Selected excerpt
________________

Grindrod said the first of those nine tankers was only about a metre from the licking flames. That’s when Harding, he added, put his safety at risk by walking to the edge of the fire and uncoupling the last unscathed car from a burning one.

The effort removed a considerable amount of fuel from the fire, he said.

“It’s a heroic act,” Grindrod said as he stood in the parking lot of Lac-Megantic hotel.

“Undoubtedly, he saved (the area from) much more damage and more possible casualties.”

But Harding’s response was too late to avert disaster. The 72-car train had slammed into Lac-Megantic, set off powerful explosions, and left dozens of people dead or missing.

Grindrod said the whole incident has left Harding extremely rattled.

“I haven’t seen him myself, but I understand he’s devastated by this whole thing and I could certainly understand that,” he said.

Harding was not available Tuesday to discuss his version of what happened. The Transportation Safety Board of Canada and Quebec provincial police are both investigating the disaster and will inevitably seek Harding’s input into the events.

All that is known about his role is that he worked for a company that transported fuel trains with just one engineer aboard — and, on this train, he was it.

Harding’s shift had ended and he’d retired to sleep at a hotel when disaster struck.

Numerous media converged Tuesday on his Quebec hometown of Farnham, a picturesque riverside community closer to Montreal than to the disaster site.

Attempts to ring the doorbell at his two-storey stone house proved fruitless.

Some of his friends who came to check on him also left without managing to get in. They declined to speak to a reporter outside the house.

________________

Listed records
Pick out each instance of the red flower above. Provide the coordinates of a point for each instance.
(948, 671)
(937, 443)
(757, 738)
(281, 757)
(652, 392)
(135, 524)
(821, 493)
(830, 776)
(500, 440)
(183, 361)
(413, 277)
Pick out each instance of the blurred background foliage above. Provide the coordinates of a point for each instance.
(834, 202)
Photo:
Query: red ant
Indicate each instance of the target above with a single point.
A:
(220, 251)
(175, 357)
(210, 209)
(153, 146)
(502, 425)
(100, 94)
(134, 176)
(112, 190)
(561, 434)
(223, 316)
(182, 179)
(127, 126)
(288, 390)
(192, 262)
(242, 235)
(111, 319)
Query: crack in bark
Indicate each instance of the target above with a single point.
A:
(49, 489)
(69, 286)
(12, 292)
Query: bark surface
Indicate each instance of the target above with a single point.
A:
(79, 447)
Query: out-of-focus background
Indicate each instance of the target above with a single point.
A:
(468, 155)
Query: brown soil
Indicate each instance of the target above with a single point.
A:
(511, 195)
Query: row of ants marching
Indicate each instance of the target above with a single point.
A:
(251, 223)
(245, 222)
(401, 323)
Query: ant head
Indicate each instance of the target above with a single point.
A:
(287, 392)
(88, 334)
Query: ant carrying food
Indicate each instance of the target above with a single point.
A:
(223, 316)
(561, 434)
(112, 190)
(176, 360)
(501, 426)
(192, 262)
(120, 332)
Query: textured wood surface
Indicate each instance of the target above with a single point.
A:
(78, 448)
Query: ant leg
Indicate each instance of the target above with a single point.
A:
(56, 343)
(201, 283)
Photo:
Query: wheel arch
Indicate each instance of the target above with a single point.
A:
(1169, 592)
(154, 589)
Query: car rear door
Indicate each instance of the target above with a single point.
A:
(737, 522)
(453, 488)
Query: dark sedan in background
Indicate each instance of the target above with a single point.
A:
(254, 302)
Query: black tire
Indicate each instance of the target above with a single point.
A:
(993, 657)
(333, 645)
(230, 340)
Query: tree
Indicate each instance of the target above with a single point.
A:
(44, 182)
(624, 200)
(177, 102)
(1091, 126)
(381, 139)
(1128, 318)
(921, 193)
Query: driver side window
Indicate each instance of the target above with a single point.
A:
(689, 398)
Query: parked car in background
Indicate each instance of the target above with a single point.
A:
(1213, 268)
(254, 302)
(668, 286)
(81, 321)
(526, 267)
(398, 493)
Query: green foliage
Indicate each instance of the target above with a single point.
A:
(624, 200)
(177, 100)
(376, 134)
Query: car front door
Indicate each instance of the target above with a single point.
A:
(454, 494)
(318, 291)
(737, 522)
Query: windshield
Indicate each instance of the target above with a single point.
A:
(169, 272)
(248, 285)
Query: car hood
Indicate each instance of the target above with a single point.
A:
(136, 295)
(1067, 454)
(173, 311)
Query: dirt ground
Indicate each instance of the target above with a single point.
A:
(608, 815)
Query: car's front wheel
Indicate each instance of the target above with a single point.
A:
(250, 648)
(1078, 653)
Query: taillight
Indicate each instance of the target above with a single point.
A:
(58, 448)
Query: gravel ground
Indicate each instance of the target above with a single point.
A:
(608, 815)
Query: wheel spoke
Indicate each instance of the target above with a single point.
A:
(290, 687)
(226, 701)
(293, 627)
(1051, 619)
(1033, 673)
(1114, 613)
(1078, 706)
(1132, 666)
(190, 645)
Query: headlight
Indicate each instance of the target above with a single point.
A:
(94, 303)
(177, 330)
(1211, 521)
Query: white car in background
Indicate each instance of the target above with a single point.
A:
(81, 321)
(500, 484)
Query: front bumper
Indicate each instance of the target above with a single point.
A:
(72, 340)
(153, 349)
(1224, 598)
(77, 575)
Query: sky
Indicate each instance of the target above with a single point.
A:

________________

Set of tasks
A) Please explain in one to three sentences why, according to Grindrod in the Lac-Megantic article, it mattered that Harding uncoupled the last unscathed car from a burning one.
B) Pick up the Lac-Megantic article after its final sentence and keep it going.

Outputs for the tasks
A) Grindrod said the effort removed a considerable amount of fuel from the fire. In his view, Harding undoubtedly saved the area from much more damage and more possible casualties.

B)
Two of Harding’s neighbours, however, sang his praises.

One man who has lived a few houses away from him for the last dozen years said he knew little more about Harding, other than to exchange pleasantries.

“He’s an excellent neighbour — a really nice man,” he said, while declining to be identified.

Both he and the other neighbour said they could understand Harding shying away from the spotlight. The other neighbour said the media should leave him alone, given what he’s been through.

“I’m sure he’s in shock too and he needs time too,” the neighbour said.

Notes for Harding, left by reporters, remained in the mailbox uncollected.

However, similar notes left nearby at his mother’s house apparently were picked up as they disappeared over the course of the day.

At Harding’s mother’s place, a big retriever poked its head around some blinds and barked whenever the doorbell rang.

A baby could be heard crying.

The railway’s spokesman told different media that Harding was apparently roused from his sleep at a hotel when he heard the explosion.

That’s when he rushed to the scene.

Harding would not have had much time to wake up; leave his hotel for the site; borrow a firefighting outfit; and get to work with the rail-car mover.

According to Transportation Safety Board officials, the runaway train started to pull out of the municipality of Nantes early Saturday at 12:56 a.m.

Within 18 minutes, they said, it had derailed in Lac-Megantic, with devastating consequences.

The head of the major stockholder of MMA said the engineer should have been called to the scene sooner. Ed Burkhardt, president of Rail World Inc., has said the derailment was caused by a chain of errors that started with the Nantes fire department.

He said it would have been different if someone had alerted his engineer.

“The firemen should have roused the locomotive engineer who was in his hotel and taken him to the scene with them,” Burkhardt told reporters Tuesday after arriving at Montreal’s Pierre Elliott Trudeau International Airport.

“But it’s easy to say what should have happened. We’re dealing with what happened.”